_TASK BRIEF_
Write the records out once more, so that nothing differs from the original.

━━━━━ RECORDS ━━━━━

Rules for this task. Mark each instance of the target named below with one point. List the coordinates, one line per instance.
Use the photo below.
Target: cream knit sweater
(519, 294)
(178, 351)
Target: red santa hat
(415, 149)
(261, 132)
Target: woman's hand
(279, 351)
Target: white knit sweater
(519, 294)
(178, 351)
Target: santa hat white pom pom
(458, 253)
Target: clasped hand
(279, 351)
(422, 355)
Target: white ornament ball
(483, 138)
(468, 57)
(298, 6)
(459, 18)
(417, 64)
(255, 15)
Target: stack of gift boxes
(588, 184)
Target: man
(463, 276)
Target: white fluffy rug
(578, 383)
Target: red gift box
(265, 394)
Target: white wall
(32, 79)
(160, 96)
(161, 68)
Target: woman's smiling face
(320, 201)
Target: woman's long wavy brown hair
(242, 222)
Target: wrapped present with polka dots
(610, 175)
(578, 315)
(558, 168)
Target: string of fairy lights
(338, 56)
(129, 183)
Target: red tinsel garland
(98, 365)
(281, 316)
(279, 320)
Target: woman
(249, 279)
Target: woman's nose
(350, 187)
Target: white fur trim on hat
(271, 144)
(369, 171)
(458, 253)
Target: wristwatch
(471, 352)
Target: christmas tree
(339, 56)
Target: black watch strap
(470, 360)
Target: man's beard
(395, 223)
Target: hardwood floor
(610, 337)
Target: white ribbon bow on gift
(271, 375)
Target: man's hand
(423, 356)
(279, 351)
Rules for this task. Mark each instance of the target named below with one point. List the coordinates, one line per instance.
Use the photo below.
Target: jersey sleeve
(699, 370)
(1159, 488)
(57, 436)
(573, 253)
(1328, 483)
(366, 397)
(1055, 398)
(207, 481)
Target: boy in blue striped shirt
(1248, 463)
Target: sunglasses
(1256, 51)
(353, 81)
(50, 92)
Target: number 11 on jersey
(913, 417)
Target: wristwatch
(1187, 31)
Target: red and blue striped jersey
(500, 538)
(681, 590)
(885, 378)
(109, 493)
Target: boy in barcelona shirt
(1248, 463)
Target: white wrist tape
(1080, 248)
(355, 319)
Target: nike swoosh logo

━━━━━

_EXERCISE ANSWER_
Rules for this task. Mark each instance of the target named below with one point. List the coordinates, one line per instance.
Use the photo below.
Target: cream knit sweater
(519, 294)
(178, 351)
Target: red santa hat
(415, 149)
(261, 132)
Target: woman's hand
(279, 351)
Target: white knit sweater
(519, 294)
(178, 351)
Target: santa hat white pom pom
(458, 253)
Target: clasped hand
(279, 351)
(422, 355)
Target: white ornament ball
(483, 138)
(468, 57)
(298, 6)
(459, 18)
(417, 64)
(255, 15)
Target: stack of gift boxes
(588, 184)
Target: man
(463, 276)
Target: white fluffy rug
(578, 383)
Target: red gift box
(265, 394)
Target: white wall
(32, 79)
(160, 96)
(161, 68)
Target: woman's smiling face
(320, 201)
Target: woman's long wavy brown hair
(242, 222)
Target: wrapped present with polka dots
(610, 175)
(578, 315)
(558, 168)
Target: string of fairy lights
(338, 56)
(129, 183)
Target: red tinsel garland
(98, 365)
(281, 316)
(279, 320)
Target: woman
(249, 279)
Target: woman's nose
(350, 187)
Target: white fur trim on hat
(271, 144)
(369, 171)
(458, 253)
Target: wristwatch
(471, 352)
Target: christmas tree
(339, 56)
Target: black watch strap
(470, 360)
Target: man's beard
(395, 223)
Target: hardwood floor
(610, 337)
Target: white ribbon bow on gift
(271, 375)
Target: man's hand
(423, 356)
(279, 351)
Rules for this task. Mark each instance of the target named below with one point. List the coordinates, one line per instance.
Use the photo below.
Target: jersey sleeve
(699, 370)
(1159, 488)
(57, 436)
(573, 253)
(1328, 483)
(366, 397)
(1055, 398)
(207, 481)
Target: boy in blue striped shirt
(1248, 463)
Target: sunglasses
(1256, 51)
(353, 81)
(50, 92)
Target: number 11 on jersey
(913, 417)
Target: wristwatch
(1187, 31)
Target: red and blue striped jersey
(500, 538)
(681, 590)
(885, 378)
(109, 493)
Target: boy in barcelona shirt
(1248, 463)
Target: white wrist tape
(1080, 248)
(355, 319)
Target: nike swoosh logo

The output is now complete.